BRANO PROPOSTO »

Proprio il rapporto fra la malattia legata a tumori e la sua rappresentazione cinematografica è l'oggetto dello studio presentato al congresso della Società europea di oncologia medica (Esmo), in corso a Vienna. L'indagine è stata condotta da due italiani che hanno censito 82 film sull'argomento, prodotti dal 1939 (l'anno in cui
è uscito il primo "Dark Victory" dove Bette Davis moriva per un tumore al cervello) al 2012: "Abbiamo rilevato una notevole differenza con la realtà della malattia - ha spiegato uno degli autori dello studio, Giovanni Rosti, dell'ospedale Cà Foncello di Treviso - . Nei film i malati sono più giovani rispetto alla realtà, intorno ai 40-45 anni massimo, appartengono alle classi sociali elevate, hanno tumori poco frequenti o rari, quando vengono dichiarati, ed alla fine muoiono".

Da "Love story" ad "Anonimo veneziano", dove non si sa quale tipo di tumore colpisca Tony Musante, fino al più recente "Gran Torino" dove si mostrano pochi sintomi, ma sufficienti a capire che il protagonista ha un tumore incurabile al polmone, è tutta una serie di storie che raccontano l'annuncio di una morte inevitabile. Al contrario di quanto accade quando il male protagonista è, ad esempio, un infarto: come scoprì una ricerca inglese di qualche anno fa, nei film in questi casi ci si salva molto più che nella realtà.

"Niente spazio, invece, per donne con un tumore alla mammella, dal quale sempre più spesso si guarisce", ha sottolineato l'altro autore dell'indagine, Luciano De Fiore, della Sapienza di Roma - . Eppure negli ultimi anni qualcosa sta cambiando. Ne 'La prima cosa bella' di Virzì, col personaggio di Stefania Sandrelli, compare per la prima volta un hospice oncologico che è quello dove il suo personaggio è in cura".

MATERIALE ESTRATTO »
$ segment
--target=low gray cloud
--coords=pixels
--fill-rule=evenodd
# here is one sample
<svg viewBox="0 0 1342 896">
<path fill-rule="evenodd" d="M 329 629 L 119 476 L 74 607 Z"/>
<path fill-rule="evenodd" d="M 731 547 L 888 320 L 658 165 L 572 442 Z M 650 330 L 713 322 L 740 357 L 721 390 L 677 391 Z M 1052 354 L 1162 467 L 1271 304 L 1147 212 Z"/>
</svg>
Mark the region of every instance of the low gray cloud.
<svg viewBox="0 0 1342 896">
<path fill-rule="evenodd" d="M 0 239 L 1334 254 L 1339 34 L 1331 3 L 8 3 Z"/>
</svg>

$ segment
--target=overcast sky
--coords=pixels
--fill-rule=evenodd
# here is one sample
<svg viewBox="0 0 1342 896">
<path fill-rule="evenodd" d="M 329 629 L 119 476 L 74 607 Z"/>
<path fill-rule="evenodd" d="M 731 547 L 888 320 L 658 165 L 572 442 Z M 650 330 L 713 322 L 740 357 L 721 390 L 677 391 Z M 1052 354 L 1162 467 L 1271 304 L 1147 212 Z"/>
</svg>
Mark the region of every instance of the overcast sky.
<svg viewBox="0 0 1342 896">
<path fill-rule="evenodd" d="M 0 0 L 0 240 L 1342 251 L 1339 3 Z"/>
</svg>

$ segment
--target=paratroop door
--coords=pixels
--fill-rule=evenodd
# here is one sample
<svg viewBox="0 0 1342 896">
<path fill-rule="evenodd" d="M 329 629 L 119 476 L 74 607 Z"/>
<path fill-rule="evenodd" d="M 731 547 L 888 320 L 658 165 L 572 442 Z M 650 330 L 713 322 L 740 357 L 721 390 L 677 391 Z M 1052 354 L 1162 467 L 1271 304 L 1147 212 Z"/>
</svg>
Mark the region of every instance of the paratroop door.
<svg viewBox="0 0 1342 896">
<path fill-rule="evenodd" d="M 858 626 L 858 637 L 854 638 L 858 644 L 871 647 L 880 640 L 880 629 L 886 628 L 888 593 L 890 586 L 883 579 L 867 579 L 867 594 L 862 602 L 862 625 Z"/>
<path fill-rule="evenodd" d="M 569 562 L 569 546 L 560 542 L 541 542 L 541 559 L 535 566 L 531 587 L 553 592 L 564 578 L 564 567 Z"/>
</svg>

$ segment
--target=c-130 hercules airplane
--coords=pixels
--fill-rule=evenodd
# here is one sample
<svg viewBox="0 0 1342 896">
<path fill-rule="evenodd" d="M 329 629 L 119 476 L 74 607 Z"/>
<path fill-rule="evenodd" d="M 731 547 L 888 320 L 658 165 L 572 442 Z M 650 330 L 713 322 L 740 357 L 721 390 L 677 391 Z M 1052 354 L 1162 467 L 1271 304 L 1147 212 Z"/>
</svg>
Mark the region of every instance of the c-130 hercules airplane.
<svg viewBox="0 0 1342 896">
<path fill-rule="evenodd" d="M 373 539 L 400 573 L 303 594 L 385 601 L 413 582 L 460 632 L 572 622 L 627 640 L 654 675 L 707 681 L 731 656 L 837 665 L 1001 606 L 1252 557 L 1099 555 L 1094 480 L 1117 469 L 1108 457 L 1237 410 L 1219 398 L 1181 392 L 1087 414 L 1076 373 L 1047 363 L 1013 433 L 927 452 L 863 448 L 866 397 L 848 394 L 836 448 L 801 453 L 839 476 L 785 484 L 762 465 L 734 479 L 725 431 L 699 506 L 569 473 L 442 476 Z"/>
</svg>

COSA RICHIEDE » Traduci in inglese questa frase del brano proposto sui tumori al cinema: "Al contrario di quanto accade quando il male protagonista è, ad esempio, un infarto: come scoprì una ricerca inglese di qualche anno fa, nei film in questi casi ci si salva molto più che nella realtà."

LA TUA SOLUZIONE » The opposite of what happens when the illness in the leading role is, for example, a heart attack: as an English study from a few years ago found, in these cases people in movies survive far more often than in real life.